How to complete this task>
From first entry to last, give the listing again verbatim.

* * * *

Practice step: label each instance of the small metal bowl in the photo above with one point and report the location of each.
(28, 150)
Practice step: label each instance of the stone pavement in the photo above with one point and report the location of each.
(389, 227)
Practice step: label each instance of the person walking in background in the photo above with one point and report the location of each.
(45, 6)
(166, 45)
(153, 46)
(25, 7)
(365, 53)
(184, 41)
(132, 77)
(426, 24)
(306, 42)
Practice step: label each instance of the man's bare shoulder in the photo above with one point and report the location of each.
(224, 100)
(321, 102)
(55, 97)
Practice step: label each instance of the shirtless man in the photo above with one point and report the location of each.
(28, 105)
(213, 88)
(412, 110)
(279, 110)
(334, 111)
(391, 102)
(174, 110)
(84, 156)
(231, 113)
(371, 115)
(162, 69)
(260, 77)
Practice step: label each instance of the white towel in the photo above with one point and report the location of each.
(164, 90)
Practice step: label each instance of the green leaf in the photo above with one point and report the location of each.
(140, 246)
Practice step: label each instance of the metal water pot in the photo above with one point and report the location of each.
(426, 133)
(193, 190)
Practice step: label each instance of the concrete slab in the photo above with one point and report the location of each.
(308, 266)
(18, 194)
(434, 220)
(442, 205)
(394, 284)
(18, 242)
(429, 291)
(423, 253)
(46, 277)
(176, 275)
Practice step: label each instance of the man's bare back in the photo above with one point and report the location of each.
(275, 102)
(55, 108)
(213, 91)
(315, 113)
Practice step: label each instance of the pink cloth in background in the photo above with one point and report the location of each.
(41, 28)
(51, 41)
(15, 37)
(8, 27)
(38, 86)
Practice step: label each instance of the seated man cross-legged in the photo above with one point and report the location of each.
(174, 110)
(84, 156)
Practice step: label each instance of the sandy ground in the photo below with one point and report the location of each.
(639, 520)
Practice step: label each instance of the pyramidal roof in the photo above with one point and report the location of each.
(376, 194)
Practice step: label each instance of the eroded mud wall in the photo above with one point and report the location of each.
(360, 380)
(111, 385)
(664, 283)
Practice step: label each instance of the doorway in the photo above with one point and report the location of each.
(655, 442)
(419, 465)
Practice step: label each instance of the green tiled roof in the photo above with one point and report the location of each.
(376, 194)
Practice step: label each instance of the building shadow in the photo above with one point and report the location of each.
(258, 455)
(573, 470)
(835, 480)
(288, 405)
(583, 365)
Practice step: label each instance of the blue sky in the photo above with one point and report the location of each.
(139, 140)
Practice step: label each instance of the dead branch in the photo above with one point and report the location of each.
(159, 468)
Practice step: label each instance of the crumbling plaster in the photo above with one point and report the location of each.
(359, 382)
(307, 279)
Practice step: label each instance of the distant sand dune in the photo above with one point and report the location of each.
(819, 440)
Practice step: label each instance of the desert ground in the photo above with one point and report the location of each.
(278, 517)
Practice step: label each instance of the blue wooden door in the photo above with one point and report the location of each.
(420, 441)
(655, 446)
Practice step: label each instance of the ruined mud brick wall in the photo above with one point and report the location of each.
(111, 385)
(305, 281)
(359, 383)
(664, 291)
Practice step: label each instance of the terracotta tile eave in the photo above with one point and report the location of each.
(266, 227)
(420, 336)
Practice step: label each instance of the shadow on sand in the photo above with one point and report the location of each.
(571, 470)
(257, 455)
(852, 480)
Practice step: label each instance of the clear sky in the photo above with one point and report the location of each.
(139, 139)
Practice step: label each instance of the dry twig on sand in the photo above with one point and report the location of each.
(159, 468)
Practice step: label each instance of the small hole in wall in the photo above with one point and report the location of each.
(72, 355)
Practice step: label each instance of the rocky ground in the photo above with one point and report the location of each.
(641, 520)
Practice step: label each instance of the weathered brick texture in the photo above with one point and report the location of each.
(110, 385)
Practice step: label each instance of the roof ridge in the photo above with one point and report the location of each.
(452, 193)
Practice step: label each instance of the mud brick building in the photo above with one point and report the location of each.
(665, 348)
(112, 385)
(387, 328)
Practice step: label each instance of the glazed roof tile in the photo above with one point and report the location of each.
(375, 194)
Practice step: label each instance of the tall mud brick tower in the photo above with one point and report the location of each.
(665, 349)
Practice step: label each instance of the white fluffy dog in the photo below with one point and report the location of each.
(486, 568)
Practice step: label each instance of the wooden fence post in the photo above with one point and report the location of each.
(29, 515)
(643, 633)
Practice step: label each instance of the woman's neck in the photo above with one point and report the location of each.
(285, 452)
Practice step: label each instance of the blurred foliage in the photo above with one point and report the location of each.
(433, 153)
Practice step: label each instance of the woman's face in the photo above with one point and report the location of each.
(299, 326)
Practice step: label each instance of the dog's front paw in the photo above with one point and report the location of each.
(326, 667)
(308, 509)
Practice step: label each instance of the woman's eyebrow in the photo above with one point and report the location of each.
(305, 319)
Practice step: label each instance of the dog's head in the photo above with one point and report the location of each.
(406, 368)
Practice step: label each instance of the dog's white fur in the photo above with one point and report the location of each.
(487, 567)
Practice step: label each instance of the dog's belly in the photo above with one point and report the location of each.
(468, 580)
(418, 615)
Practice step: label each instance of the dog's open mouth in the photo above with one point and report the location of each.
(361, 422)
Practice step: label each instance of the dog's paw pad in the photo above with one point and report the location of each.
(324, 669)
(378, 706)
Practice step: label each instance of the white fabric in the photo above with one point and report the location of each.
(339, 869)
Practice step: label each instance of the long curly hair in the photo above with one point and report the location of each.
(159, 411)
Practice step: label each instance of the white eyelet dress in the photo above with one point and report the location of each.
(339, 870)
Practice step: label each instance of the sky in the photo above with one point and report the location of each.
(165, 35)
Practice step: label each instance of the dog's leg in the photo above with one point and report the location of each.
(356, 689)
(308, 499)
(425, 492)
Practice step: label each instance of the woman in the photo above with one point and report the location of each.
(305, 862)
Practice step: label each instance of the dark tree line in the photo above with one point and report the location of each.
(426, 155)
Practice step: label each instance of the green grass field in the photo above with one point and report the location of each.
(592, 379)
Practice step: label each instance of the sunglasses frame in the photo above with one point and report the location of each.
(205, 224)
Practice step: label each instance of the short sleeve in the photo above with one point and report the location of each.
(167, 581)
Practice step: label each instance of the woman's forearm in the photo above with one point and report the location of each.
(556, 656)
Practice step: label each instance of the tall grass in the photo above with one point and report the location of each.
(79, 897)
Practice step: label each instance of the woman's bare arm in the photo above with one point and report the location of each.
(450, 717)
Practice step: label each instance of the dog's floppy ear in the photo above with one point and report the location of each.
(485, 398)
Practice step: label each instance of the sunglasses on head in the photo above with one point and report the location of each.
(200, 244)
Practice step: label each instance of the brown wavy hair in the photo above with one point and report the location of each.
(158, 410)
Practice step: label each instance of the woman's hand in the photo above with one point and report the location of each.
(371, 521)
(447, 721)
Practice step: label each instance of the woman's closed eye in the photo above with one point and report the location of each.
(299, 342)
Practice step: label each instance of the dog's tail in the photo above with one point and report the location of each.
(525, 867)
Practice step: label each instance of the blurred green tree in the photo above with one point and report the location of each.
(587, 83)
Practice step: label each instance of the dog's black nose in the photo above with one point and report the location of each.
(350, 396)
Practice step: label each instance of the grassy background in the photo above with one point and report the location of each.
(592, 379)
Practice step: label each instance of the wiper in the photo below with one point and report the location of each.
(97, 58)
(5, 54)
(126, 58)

* * * *

Written reply>
Practice step: label each instance of the small metal bowl in the photo above with one point and report the location of each.
(28, 150)
Practice step: label each instance of the stone pavement in the photo above with one point and report the location of each.
(389, 227)
Practice step: label each instance of the person walking in background in the photo above with one point and report the location of each.
(45, 6)
(166, 45)
(153, 46)
(25, 7)
(365, 53)
(184, 41)
(132, 77)
(426, 24)
(306, 42)
Practice step: label each instance of the man's bare shoulder in the photo above with one point and report the location of each.
(224, 100)
(321, 102)
(55, 97)
Practice step: label each instance of the shirtless man in the photo above with one point and report the location of each.
(28, 105)
(213, 88)
(412, 110)
(279, 110)
(334, 111)
(391, 102)
(174, 110)
(84, 156)
(231, 113)
(371, 115)
(162, 69)
(260, 77)
Practice step: label each instance of the white towel in the photo above with one point and report the location of each.
(164, 90)
Practice step: label each instance of the green leaf in the photo above with one point and report the location of each.
(140, 246)
Practice step: label each instance of the metal water pot in the photo above with one point and report the location of each.
(426, 133)
(193, 190)
Practice step: label each instance of the concrete slab in the photo above with one point and report the location of each.
(308, 266)
(18, 194)
(434, 220)
(442, 205)
(394, 284)
(18, 242)
(429, 291)
(423, 253)
(46, 277)
(176, 275)
Practice step: label each instance of the man's bare back in the photo above with one point and report the location of each.
(275, 102)
(55, 108)
(213, 91)
(315, 113)
Practice step: label each instance of the pink cloth in background in the photo above with one point and report the location of each.
(41, 28)
(51, 41)
(15, 37)
(8, 27)
(38, 86)
Practice step: label each instance of the seated man cross-legged in the photo above with one point and report the location of each.
(174, 110)
(84, 156)
Practice step: label each instance of the sandy ground in the photo below with one point and report the location of each.
(639, 520)
Practice step: label each instance of the pyramidal roof in the photo above with one point and report the location of each.
(376, 194)
Practice step: label each instance of the eroded mud wall in the photo above with one point and report the location of each.
(360, 380)
(111, 385)
(664, 283)
Practice step: label each instance of the doorway in the photo above with one point and report the location of each.
(655, 442)
(419, 465)
Practice step: label each instance of the green tiled roof in the photo above with one point and report the location of each.
(376, 194)
Practice step: label each instance of the building shadow in the photo above with one point and report the location of each.
(258, 455)
(573, 470)
(835, 480)
(288, 405)
(583, 365)
Practice step: label each instance of the blue sky in the photo above with one point and report the location of each.
(139, 140)
Practice step: label each instance of the dead branch in the photo above with one point and report the location of each.
(159, 468)
Practice step: label each instance of the crumbling plaster in the photo above with one point and report the location of each.
(359, 382)
(307, 279)
Practice step: label each instance of the distant sand dune in the photo above with one point and report the location of each.
(819, 440)
Practice step: label each instance of the desert ground in the photo above with one point and report the location of each.
(278, 517)
Practice step: label each instance of the blue wooden door in the photo above with one point and report the location of each.
(420, 441)
(655, 446)
Practice step: label each instance of the ruined mud brick wall in the photo above with one point and report the location of each.
(111, 385)
(305, 281)
(359, 383)
(664, 291)
Practice step: label each instance of the terracotta tile eave in the photo above with one point and report the location of each.
(266, 227)
(420, 336)
Practice step: label each instance of the shadow on sand in the photo above with one point and report the location of each.
(571, 470)
(257, 455)
(852, 480)
Practice step: label each instance of the clear sky in the photo above with one point and report the location of each.
(139, 139)
Practice step: label each instance of the dry twig on sand in the photo above with one point and report the location of each.
(159, 468)
Practice step: label each instance of the small hole in wall in the photo above with one point and report the location of each.
(72, 355)
Practice step: label each instance of the rocky ground in the photo above with one point and report the location of each.
(641, 520)
Practice step: label each instance of the weathered brick texture in the photo above with one point and report the location of each.
(110, 385)
Practice step: label each instance of the roof ridge in the photo above with one point and report the location of each.
(452, 193)
Practice step: label each instance of the mud brick building in the photo above with one point and report the location of each.
(665, 348)
(112, 385)
(387, 328)
Practice step: label each instance of the glazed roof tile in the photo above with one point and report the location of each.
(375, 194)
Practice step: label each instance of the tall mud brick tower in the photo above with one point and report the location of each.
(665, 349)
Practice step: label each instance of the white fluffy dog in the photo below with one point and report the location of each.
(486, 568)
Practice step: label each instance of the wooden fence post in the photo above with one point and report the location of each.
(29, 515)
(643, 633)
Practice step: label each instance of the woman's neck in the photo above with one point and report the location of each.
(285, 452)
Practice step: label each instance of the blurred foliage in the photo above with one point and report the location of each.
(433, 153)
Practice step: label each instance of the woman's face in the photo above with one point and report the location of each.
(299, 326)
Practice step: label each instance of the dog's front paw in the photo above with one point and report the location of each.
(326, 667)
(308, 509)
Practice step: label each instance of the woman's eyebrow in the photo above with one point and report the location of each.
(305, 319)
Practice step: label each instance of the dog's head in the photo above with one point and report the location of each.
(406, 368)
Practice step: label each instance of the dog's white fur in the photo above with one point and report the location of each.
(487, 567)
Practice step: label each instance of the dog's belly in the photo above with one point and report the location of each.
(468, 580)
(418, 615)
Practice step: label each instance of the dog's open mouth in the photo above with one point and report the location of each.
(361, 422)
Practice step: label each instance of the dog's paw pad in the photo above with one point and report the location of each.
(324, 669)
(378, 706)
Practice step: label each instance of the white fabric in the photo above with one point and report the location of each.
(339, 869)
Practice step: label each instance of the long curly hair in the photo above with one point and report the location of each.
(159, 411)
Practice step: label each instance of the white eyelet dress in the photo above with one point and report the location of each.
(339, 870)
Practice step: label each instance of the sky in the photo above with one point and report the location of each.
(165, 35)
Practice step: label each instance of the dog's leg in the photo above with one point and report the location of each.
(356, 689)
(308, 499)
(425, 492)
Practice step: label each instance of the woman in the photo above with one point and report the location of each.
(305, 862)
Practice step: label each instance of the dark tree line in the photo above with one point and report the location of each.
(426, 155)
Practice step: label each instance of the green grass field in the photo above with one point and report the location of each.
(592, 379)
Practice step: label each instance of the sunglasses frame in the photo above with one point and report the location of each.
(205, 224)
Practice step: label each instance of the short sleeve in the photo above with one point and report the location of each.
(167, 581)
Practice step: label each instance of the woman's forearm in the photo above with one point and report the location of each.
(556, 656)
Practice step: label each instance of the tall grass in the photo above with one point and report the location of each.
(79, 897)
Practice step: label each instance of the woman's bare arm in the photo above with one point and report the location of each.
(450, 717)
Practice step: label each instance of the dog's floppy ear in the photo above with one point and report the location of each.
(485, 398)
Practice step: label each instance of the sunglasses on head in the photo above with one point and report the location of each.
(200, 244)
Practice step: label each instance of the brown wavy hair in the photo above with one point and report the location of each.
(158, 410)
Practice step: label each instance of the woman's hand in the photo above with one point and report the location of each.
(371, 521)
(447, 721)
Practice step: label each instance of the woman's closed eye in the photo above with one point and report the location of each.
(299, 342)
Practice step: label each instance of the dog's tail in the photo above with one point and report the location of each.
(525, 867)
Practice step: label each instance of the blurred green tree in the photo above with one point and report the location of each.
(587, 83)
Practice step: label each instance of the dog's black nose in the photo above with one point and report the location of each.
(350, 396)
Practice step: label each instance of the grassy background in the photo above with one point and report the location of each.
(592, 379)
Practice step: label each instance of the wiper in the photo below with one point and report the location of each.
(97, 58)
(5, 54)
(126, 58)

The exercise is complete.